* Task to complete
Each line of the data has to be transcribed exactly.

++++ Recorded data

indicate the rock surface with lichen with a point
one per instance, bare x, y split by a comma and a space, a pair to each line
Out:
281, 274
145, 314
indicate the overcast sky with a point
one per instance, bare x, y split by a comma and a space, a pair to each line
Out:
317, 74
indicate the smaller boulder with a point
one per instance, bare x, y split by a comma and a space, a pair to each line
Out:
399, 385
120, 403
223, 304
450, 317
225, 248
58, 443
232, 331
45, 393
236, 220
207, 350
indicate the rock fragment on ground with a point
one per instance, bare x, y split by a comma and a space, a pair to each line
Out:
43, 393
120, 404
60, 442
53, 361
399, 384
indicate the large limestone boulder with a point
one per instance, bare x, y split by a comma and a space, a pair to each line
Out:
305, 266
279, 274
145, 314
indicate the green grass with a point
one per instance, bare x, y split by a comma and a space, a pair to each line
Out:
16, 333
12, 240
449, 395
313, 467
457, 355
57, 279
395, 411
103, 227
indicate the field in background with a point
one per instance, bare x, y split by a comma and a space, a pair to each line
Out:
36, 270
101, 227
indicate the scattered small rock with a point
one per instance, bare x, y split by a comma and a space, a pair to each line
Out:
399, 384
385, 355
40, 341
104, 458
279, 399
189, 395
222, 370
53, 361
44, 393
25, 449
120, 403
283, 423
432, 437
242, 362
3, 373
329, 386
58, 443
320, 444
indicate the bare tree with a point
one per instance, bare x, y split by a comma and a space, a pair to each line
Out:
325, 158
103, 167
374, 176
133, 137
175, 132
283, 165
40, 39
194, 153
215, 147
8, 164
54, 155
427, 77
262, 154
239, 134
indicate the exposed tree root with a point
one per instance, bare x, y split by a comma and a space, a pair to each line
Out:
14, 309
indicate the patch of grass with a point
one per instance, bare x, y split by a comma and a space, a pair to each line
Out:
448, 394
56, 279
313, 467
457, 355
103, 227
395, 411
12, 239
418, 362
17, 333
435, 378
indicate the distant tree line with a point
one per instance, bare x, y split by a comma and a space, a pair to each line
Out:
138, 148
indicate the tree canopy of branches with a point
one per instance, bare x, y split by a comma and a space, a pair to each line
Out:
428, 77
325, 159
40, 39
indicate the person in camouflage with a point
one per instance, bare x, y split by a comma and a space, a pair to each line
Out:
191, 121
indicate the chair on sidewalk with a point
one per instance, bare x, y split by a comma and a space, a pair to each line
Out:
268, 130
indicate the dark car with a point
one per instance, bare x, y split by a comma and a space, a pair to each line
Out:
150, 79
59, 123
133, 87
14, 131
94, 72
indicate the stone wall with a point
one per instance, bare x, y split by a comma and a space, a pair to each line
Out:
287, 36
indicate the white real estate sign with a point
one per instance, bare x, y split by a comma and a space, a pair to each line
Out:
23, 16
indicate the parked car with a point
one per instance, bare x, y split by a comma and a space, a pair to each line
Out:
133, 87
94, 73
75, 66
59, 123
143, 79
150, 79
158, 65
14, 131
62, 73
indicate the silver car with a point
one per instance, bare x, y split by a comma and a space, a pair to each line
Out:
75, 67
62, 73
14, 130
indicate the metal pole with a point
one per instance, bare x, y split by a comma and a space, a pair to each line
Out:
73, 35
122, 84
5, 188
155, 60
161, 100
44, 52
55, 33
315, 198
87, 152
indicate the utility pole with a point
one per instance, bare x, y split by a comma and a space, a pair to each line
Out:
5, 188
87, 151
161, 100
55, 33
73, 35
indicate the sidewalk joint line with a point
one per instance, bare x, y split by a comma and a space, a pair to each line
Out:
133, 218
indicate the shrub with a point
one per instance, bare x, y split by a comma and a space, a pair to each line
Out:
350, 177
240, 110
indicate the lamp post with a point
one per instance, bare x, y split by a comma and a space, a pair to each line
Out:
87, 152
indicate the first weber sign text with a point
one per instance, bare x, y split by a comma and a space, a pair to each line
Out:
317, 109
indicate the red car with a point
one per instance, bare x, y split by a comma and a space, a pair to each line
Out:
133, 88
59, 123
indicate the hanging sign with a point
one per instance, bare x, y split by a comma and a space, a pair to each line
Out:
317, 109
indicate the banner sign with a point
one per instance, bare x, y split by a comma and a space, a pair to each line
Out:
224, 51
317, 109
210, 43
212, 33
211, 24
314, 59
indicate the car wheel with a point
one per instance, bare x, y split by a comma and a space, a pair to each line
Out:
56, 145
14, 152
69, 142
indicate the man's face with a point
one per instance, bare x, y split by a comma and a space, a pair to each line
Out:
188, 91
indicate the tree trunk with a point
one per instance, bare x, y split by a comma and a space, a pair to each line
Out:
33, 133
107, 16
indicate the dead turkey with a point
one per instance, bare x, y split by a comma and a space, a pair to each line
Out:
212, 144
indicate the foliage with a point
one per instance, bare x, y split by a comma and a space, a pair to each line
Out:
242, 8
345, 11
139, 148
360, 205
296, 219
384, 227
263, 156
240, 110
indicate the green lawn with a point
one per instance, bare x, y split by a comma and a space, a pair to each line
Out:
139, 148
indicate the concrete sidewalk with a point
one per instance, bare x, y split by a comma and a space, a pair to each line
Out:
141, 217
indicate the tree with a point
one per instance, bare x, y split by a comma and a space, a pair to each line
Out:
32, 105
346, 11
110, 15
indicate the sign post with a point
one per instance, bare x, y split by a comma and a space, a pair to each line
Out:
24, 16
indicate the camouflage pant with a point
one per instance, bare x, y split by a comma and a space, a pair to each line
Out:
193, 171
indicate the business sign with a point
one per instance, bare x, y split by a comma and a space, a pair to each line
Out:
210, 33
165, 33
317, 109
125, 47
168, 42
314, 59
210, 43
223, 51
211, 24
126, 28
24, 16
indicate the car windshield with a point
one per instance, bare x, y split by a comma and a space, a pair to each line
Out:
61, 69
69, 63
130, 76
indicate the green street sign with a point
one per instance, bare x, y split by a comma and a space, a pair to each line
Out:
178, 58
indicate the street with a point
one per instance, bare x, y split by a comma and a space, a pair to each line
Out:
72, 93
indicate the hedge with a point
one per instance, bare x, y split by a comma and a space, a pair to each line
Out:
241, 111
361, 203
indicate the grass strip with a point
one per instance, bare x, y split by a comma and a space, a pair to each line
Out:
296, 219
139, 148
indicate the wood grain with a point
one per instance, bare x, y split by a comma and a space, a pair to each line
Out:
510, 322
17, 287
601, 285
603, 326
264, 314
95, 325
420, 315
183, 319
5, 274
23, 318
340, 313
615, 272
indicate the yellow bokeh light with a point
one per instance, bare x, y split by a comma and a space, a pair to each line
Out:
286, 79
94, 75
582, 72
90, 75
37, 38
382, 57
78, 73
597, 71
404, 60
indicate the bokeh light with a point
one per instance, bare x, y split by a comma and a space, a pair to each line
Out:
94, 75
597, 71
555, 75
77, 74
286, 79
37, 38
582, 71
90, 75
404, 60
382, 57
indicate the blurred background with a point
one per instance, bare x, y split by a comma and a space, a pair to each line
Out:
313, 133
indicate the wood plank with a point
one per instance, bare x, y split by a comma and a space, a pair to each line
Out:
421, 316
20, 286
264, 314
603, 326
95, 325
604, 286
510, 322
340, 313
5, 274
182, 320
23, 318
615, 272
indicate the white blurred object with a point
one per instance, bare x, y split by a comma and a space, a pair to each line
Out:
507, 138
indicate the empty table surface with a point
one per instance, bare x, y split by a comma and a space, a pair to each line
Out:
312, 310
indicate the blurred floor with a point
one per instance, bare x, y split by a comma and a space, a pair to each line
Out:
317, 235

++++++++

* Response to the task
indicate the rock surface with lichen with a point
one per instance, bare x, y split by a comma and a space, a pair to each line
Out:
281, 274
145, 314
indicate the overcast sky with a point
one per instance, bare x, y split by a comma and a space, a pair to each line
Out:
317, 74
indicate the smaller boulder with a point
one per instance, bare x, y split by a comma and a space, a pair to each line
Out:
399, 385
120, 403
223, 304
450, 317
225, 248
58, 443
232, 331
45, 393
236, 220
207, 350
indicate the rock fragment on ground with a point
one per instance, bare x, y split by a comma and a space, a pair to each line
Out:
43, 393
120, 404
60, 442
53, 361
399, 384
indicate the large limestone boulder with a point
one per instance, bare x, y split by a comma and a space, a pair to each line
Out:
305, 266
279, 274
145, 314
indicate the green grass with a point
one per instance, bare x, y split by a comma and a space, a pair to each line
Out:
16, 333
12, 240
449, 395
313, 467
457, 355
57, 279
395, 411
103, 227
indicate the field in background with a point
one per instance, bare x, y split by a comma and a space, a pair to each line
Out:
36, 270
101, 227
indicate the scattered small rock with a point
one per instance, bare x, y split by a comma and a space, a pair to each line
Out:
399, 384
385, 355
40, 341
104, 458
279, 399
189, 395
222, 370
53, 361
44, 393
25, 449
120, 403
283, 423
432, 437
242, 362
3, 373
329, 386
58, 443
320, 444
indicate the bare tree with a point
one per instance, bare x, y split by a comma and a space, a pair to each line
Out:
325, 158
103, 167
374, 176
133, 137
175, 132
283, 165
40, 39
194, 153
215, 147
8, 164
54, 155
427, 77
262, 154
239, 134
indicate the exposed tree root with a point
one per instance, bare x, y split by a comma and a space, a pair to each line
Out:
14, 309
indicate the patch of grass with a point
one per instance, bare x, y split by a comma and a space, a pair to each line
Out:
448, 394
56, 279
313, 467
457, 355
103, 227
395, 411
12, 239
418, 362
17, 333
435, 378
indicate the distant tree line with a point
one per instance, bare x, y split by a comma and a space, a pair to each line
Out:
138, 148
indicate the tree canopy of branches with a point
one per instance, bare x, y split by a comma and a space, a pair to each line
Out:
428, 77
325, 159
40, 39
indicate the person in camouflage with a point
one per instance, bare x, y split by a comma and a space, a pair to each line
Out:
191, 121
indicate the chair on sidewalk with a point
one per instance, bare x, y split by a comma and a space, a pair to each line
Out:
268, 130
indicate the dark car with a point
one per instance, bare x, y split by a comma and a space, a pair to each line
Out:
150, 79
59, 123
133, 87
14, 131
94, 72
indicate the stone wall with a point
one per instance, bare x, y split by a comma and a space, a pair to each line
Out:
287, 36
indicate the white real estate sign with a point
one per instance, bare x, y split by a comma and a space, a pair to each line
Out:
23, 16
indicate the parked car with a point
one per instance, bare x, y split by a comma and a space, a pair to each line
Out:
133, 87
94, 73
75, 66
59, 123
143, 79
150, 79
158, 65
14, 131
62, 73
indicate the silver car with a point
one per instance, bare x, y split by a comma and a space, a pair to each line
Out:
75, 67
62, 73
14, 130
indicate the metal pole with a point
one per instance, bare x, y split by a comma and a space, a pair to each line
Out:
73, 35
122, 84
5, 188
155, 60
161, 100
44, 52
55, 33
315, 198
87, 152
indicate the utility pole with a point
one per instance, bare x, y split by a comma and a space, a pair to each line
Out:
5, 188
87, 151
161, 100
55, 33
73, 35
indicate the sidewalk joint line with a point
one per instance, bare x, y split by a comma and a space, a pair to each line
Out:
133, 218
indicate the shrub with a point
one per instance, bare x, y split by a comma and a space, a pair to each line
Out:
350, 177
240, 110
indicate the lamp post with a point
one per instance, bare x, y split by a comma and a space, a pair to each line
Out:
87, 152
indicate the first weber sign text with a point
one per instance, bare x, y split by a comma and a space, a pair to each line
Out:
317, 109
indicate the red car with a point
one per instance, bare x, y split by a comma and a space, a pair to each line
Out:
133, 88
59, 123
indicate the hanging sign with a point
one per instance, bare x, y split by a comma and a space, a pair to each line
Out:
317, 109
indicate the banner sign with a point
one per instance, bare x, y split by a comma and a space, a pair to each line
Out:
224, 51
317, 109
210, 43
212, 33
211, 24
314, 59
indicate the car wheel with a point
one per instance, bare x, y split by a comma and a space, a pair to each line
Out:
56, 145
14, 152
69, 142
indicate the man's face with a point
one per instance, bare x, y split by a comma and a space, a pair to each line
Out:
188, 91
indicate the tree trunk with a point
one per instance, bare x, y split by a comma and a space, a pair to each line
Out:
33, 133
107, 16
indicate the dead turkey with a point
one per instance, bare x, y split by a comma and a space, a pair to each line
Out:
212, 144
indicate the foliage with a point
one per instance, bare x, y split by a comma and a space, a pair to each line
Out:
242, 8
345, 11
139, 148
360, 205
296, 219
384, 227
263, 156
240, 110
indicate the green lawn with a point
one per instance, bare x, y split by a comma and a space, a pair to each line
Out:
139, 148
indicate the concrete sidewalk with a point
one per instance, bare x, y split by a comma and a space, a pair to each line
Out:
141, 217
indicate the tree with a point
one per instance, bare x, y split by a comma and a space, a pair to each line
Out:
32, 105
346, 11
110, 15
indicate the sign post with a point
one per instance, bare x, y split by a comma and a space, a pair to each line
Out:
24, 16
indicate the camouflage pant with a point
one per instance, bare x, y split by a comma and a space, a pair to each line
Out:
193, 171
indicate the business sign with a point
one per instance, bare x, y split by a comma and a space, a pair to each line
Out:
210, 33
165, 33
317, 109
125, 47
168, 42
314, 59
210, 43
223, 51
211, 24
126, 28
24, 16
indicate the car windshield with a point
one per instance, bare x, y split by a comma and a space, a pair to each line
Out:
61, 69
69, 63
130, 76
indicate the green street sign with a point
one per instance, bare x, y split by a comma and a space, a pair to each line
Out:
178, 58
indicate the street with a point
one per instance, bare x, y split by a comma and a space, a pair to each line
Out:
72, 93
indicate the hedge with a point
one per instance, bare x, y split by a comma and a space, a pair to each line
Out:
241, 111
361, 203
indicate the grass strip with a point
one per instance, bare x, y split by a comma and a space, a pair to each line
Out:
296, 219
139, 148
indicate the wood grain with a point
one per instance, bare x, y split by a comma and a space, a pair to each line
Out:
510, 322
17, 287
601, 285
603, 326
264, 314
95, 325
420, 315
183, 319
5, 274
23, 318
340, 313
615, 272
indicate the yellow bokeh light with a point
one per instance, bare x, y split by a comma and a space, a pair to each line
Out:
286, 79
94, 75
582, 72
90, 75
37, 38
382, 57
78, 73
597, 71
404, 60
indicate the bokeh light with a point
one per instance, bare x, y split by a comma and a space, a pair to each line
Out:
94, 75
597, 71
555, 75
77, 74
286, 79
37, 38
582, 71
90, 75
404, 60
382, 57
indicate the blurred background with a point
one per instance, bare x, y split by a comma and a space, a pair to each line
Out:
313, 133
indicate the wood plank with a point
one per instance, bare x, y split by a comma and a space, a pair to each line
Out:
421, 316
20, 286
264, 314
603, 326
95, 325
604, 286
510, 322
340, 313
5, 274
182, 320
23, 318
615, 272
indicate the white blurred object with a point
one per instance, bare x, y split by a comma and a space, a pair to each line
Out:
507, 138
indicate the empty table surface with a point
one per instance, bare x, y split by a comma and a space, a pair to each line
Out:
312, 310
indicate the blurred floor with a point
one per instance, bare x, y split by a comma and a space, a pair to each line
Out:
317, 235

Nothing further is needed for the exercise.